TASK REQUIREMENTS ->
Leave the images out and repeat the data exactly as given.
------ MATERIAL PROVIDED ------
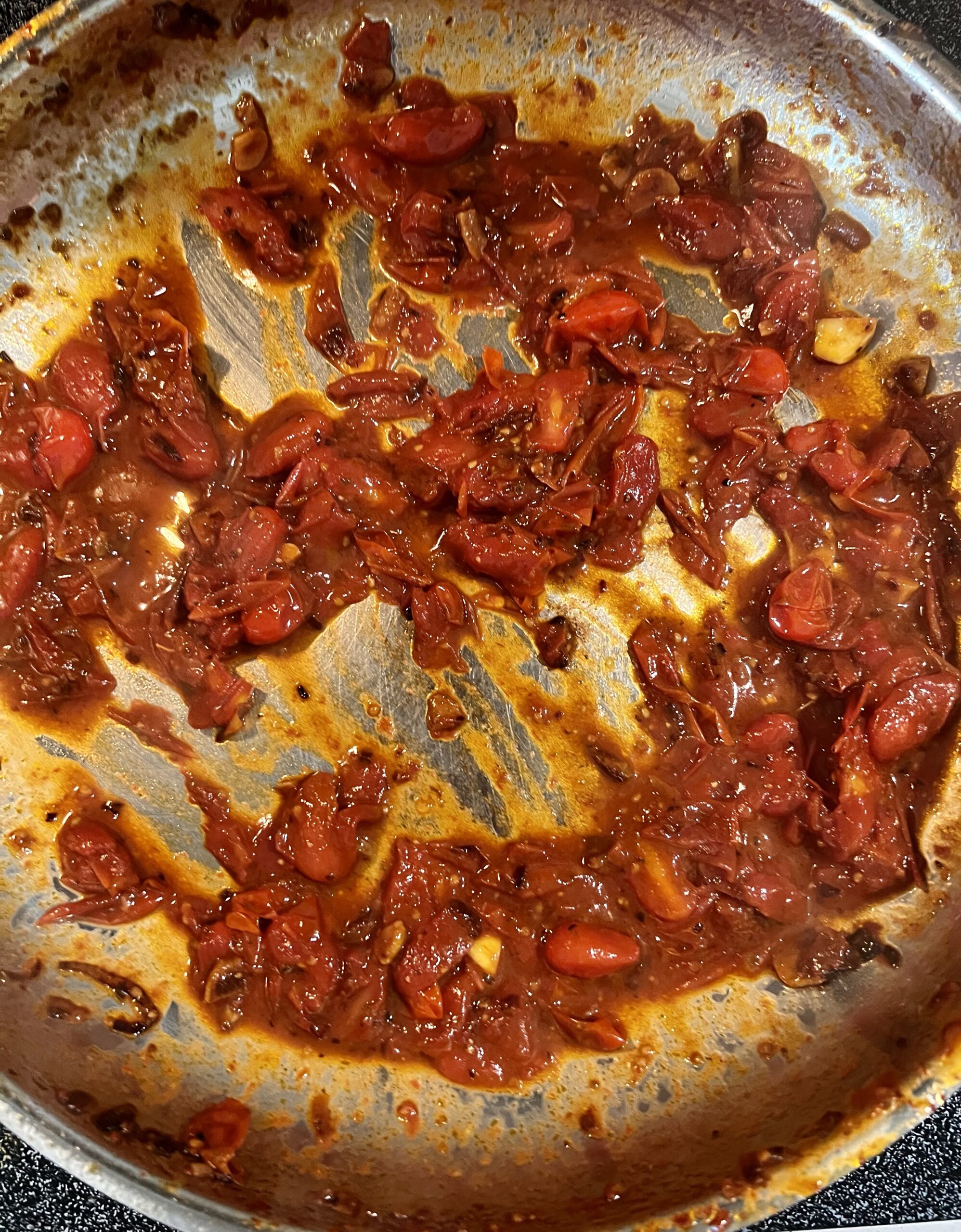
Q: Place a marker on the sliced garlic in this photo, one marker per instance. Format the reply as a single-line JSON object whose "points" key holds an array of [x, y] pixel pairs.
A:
{"points": [[486, 953], [838, 339], [249, 148]]}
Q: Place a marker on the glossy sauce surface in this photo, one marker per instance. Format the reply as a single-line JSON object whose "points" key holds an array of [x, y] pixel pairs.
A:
{"points": [[785, 740]]}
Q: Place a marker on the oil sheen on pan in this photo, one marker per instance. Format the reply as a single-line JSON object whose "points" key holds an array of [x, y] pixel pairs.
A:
{"points": [[761, 514]]}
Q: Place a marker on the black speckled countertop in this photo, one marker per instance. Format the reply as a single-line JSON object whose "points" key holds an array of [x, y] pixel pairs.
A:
{"points": [[918, 1178]]}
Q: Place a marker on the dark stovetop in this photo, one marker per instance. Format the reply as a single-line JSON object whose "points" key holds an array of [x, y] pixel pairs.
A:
{"points": [[918, 1178]]}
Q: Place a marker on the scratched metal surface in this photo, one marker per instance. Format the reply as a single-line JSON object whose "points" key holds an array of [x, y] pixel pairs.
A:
{"points": [[671, 1128]]}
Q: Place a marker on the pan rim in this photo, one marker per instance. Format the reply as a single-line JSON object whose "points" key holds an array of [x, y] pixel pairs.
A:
{"points": [[144, 1193]]}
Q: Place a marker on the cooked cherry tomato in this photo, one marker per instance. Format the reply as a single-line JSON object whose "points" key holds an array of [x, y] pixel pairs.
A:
{"points": [[803, 604], [699, 227], [21, 564], [434, 135], [183, 445], [545, 234], [248, 545], [285, 445], [912, 714], [662, 886], [320, 837], [504, 552], [241, 212], [276, 615], [219, 1132], [435, 950], [366, 180], [83, 376], [558, 398], [589, 950], [94, 860], [65, 444], [755, 370], [603, 317]]}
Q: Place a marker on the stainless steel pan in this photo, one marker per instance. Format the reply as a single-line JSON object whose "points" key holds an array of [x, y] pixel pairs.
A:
{"points": [[736, 1099]]}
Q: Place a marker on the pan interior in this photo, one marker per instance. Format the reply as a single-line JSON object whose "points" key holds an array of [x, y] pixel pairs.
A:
{"points": [[735, 1098]]}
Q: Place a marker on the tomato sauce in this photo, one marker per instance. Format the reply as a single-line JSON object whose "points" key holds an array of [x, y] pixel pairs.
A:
------
RESPONSE TO THE EXERCISE ->
Q: Place a marker on the sliced garlic in this photo, one marker per instance. Format the reply as a single-line JSON object whose "points" key holds an array of [x, y] pixel pairs.
A:
{"points": [[486, 953], [838, 339], [249, 148]]}
Q: Place a marker on the glossy sauce surface in this photo, one marker per instance. Format the reply as a single-line JSON object whose "points" key holds an array of [x, y] pixel pairs.
A:
{"points": [[785, 740]]}
Q: Place a marker on the oil sheen on pan in this photo, one marker per instance. Format the reply as a single-line JSON object whose "points" key holds an array of [x, y] pixel pairs.
A:
{"points": [[761, 514]]}
Q: Place a marker on the black speckled countertop in this photo, one marker per instance. Format the reply as a single-line JSON object whose "points" key holds an array of [x, y] pixel pairs.
A:
{"points": [[918, 1178]]}
Q: Place a marker on the dark stovetop in this photo, one marker per instance. Format the reply as a single-line JSON object whose "points" key holds an array of [x, y] pixel pairs.
A:
{"points": [[918, 1178]]}
Q: Place a marker on the scratched metal surface in this photo, one marker per instance. Format the reply as a single-line JSON object whose "points" key holds an array of [x, y] pixel pairs.
A:
{"points": [[671, 1128]]}
Q: Place a marker on the pan rim in this photo, one marker per instance. Format the reply as a single-line JSON object whose "points" key holds an array of [x, y] pixel pairs.
A:
{"points": [[144, 1193]]}
Q: Place a marker on the cooked cherry tomato in this photo, one marker per instance. Format the reply as a single-line JSON object whose "points" key holds an array of [x, y] pixel pairs.
A:
{"points": [[803, 604], [699, 227], [21, 564], [434, 135], [183, 445], [545, 234], [248, 545], [285, 445], [912, 714], [662, 886], [320, 837], [504, 552], [241, 212], [276, 615], [219, 1132], [435, 950], [366, 180], [83, 376], [558, 398], [589, 950], [94, 860], [65, 444], [755, 370], [603, 317]]}
Q: Place a marker on the stainless steel pan in this photo, one marker per instance. Format the reply as a single-line JSON object whose "points" key holds an array of [x, y] pixel pairs.
A:
{"points": [[736, 1099]]}
Q: Place a marker on the pan interior in this photo, one marker per instance. Format the reply as a single-line JSON object whose "points" key holds an array of [x, y] pixel pairs.
A:
{"points": [[735, 1098]]}
Q: Place a marker on the tomato sauce in this photo, one marker per instance. Format the reply as a single-line JSON object whose "points" key holds an array of [x, y] pixel pairs.
A:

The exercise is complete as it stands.